Published in the Rains County Leader on August 23, 2016:
This has been an interesting week – not because of any one thing, but because of several small events. I decided to make this a potpourri column – a mixture of all these different things.
In my column two weeks ago, I wrote about what I’ve learned through the experience of writing fiction. One of the first interesting things this week was that I completed the first draft of my first novel. It was thrilling for a few minutes, at least until the reality of endless editing struck, and until I remembered that no one but me may think it’s worth the year I’ve spent on it. Still, if I’ve learned anything about this pursuit, it’s that a writer continues to put words on a page even if no one ever reads them.
Later in the week, I was reminded why I write, regardless of the format or the genre. On Thursday and again on Friday I met people who recognized my name from both my column and my book. Both ladies said they especially enjoyed reading about Kitty, and one said she related to my book because she and her husband had done some RV traveling. She had also cared for her aging mother for a while, but we laughed over the fact that, unlike me, she didn’t combine the two experiences. While it validates my work to know that people read and enjoy my efforts, it helps give meaning when the words connect us in some way.
The third happening occurred on Friday when David and I began a long weekend of house and Spike sitting. For the benefit of newer readers, our friends Kent and Stella live on sixty-five acres with Spike, a Great Pyrenees mix who adopted them a year or so ago. When his people go out of town, he invites us to come over and play, and he usually provides lots of writing material. So far, however, he has been so good the only thing I have to tell you is the downspout incident.

PROBLEMS AND TASKS:
A – In the column, what did the writer finish this week?
B – According to the column, why did the writer's thrill at finishing the draft last only a few minutes?
C – Resume the column from where it stops.
The records play no role in this work.

DATASET RECORDS:
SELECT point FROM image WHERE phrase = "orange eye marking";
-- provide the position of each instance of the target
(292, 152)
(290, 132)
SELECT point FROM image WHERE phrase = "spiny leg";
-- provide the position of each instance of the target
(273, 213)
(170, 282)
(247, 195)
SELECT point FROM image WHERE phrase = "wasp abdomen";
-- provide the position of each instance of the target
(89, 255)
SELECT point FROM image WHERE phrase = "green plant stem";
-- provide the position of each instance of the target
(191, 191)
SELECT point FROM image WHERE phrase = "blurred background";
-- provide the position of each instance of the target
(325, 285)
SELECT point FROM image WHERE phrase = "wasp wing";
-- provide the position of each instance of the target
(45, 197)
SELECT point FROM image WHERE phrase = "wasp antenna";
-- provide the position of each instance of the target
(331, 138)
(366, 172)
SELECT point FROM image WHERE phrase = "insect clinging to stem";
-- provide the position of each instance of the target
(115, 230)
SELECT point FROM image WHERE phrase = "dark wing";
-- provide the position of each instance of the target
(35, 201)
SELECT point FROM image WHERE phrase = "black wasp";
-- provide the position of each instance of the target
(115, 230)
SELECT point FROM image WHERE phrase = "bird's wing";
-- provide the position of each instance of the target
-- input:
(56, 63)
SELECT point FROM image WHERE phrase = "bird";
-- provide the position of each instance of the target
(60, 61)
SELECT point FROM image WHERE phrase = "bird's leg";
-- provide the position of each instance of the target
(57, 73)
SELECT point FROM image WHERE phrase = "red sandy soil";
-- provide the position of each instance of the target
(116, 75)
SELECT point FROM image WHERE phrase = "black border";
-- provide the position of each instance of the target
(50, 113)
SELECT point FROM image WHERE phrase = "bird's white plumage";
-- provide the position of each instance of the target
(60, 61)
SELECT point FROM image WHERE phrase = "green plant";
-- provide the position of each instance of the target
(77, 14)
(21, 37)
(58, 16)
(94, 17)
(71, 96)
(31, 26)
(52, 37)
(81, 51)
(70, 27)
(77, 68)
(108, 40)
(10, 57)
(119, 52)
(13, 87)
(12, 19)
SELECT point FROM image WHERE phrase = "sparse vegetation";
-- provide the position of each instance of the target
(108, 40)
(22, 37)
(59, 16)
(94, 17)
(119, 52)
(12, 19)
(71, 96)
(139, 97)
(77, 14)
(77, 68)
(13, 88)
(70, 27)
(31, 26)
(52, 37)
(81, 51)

ANSWERS IN ORDER:
A – The first draft of the writer's first novel.

B – The thrill faded once the reality of endless editing struck. The writer also remembered that no one else may think the novel is worth the year spent on it.

C –
When we arrived Friday evening after Home Group, it was raining and had been for two or three hours. Spike was tethered, as usual when home alone, on a long lead that gives him plenty of room to roam around the yard when he wants and to lie on the covered patio when he doesn’t – or when it rains. Friday night, though, he was sitting in the rain, wet and forlorn. When I investigated, I discovered that his leash had become entangled with the downspout. It’s one of the flexible kind that extends when the force of the water is strong enough and coils up when it dries up. Apparently Spike had come too close during a downpour and, like a Venus fly trap, it grabbed him. He was very grateful when I freed him. Maybe that’s why he’s been so good.
The last bit of potpourri I have to share is about Kitty. Last week I shared her recent troubles, one of which was a trip to the vet. She was scheduled for her annual shots, but after spending forty-five minutes in the waiting room with unruly canines, she was so stressed that they could only give her one of three shots. David loaded her back in her carrier on Wednesday for a return visit, arriving fifteen minutes before closing time. As he had hoped, the waiting room was almost empty, and Kitty was taken back shortly after her arrival. She apparently behaved well enough to receive the other two shots, and the vet said she was a real sweetheart. Kitty has handled the situation with grace and without recriminations. I guess she realizes that we are Kitty owners in training.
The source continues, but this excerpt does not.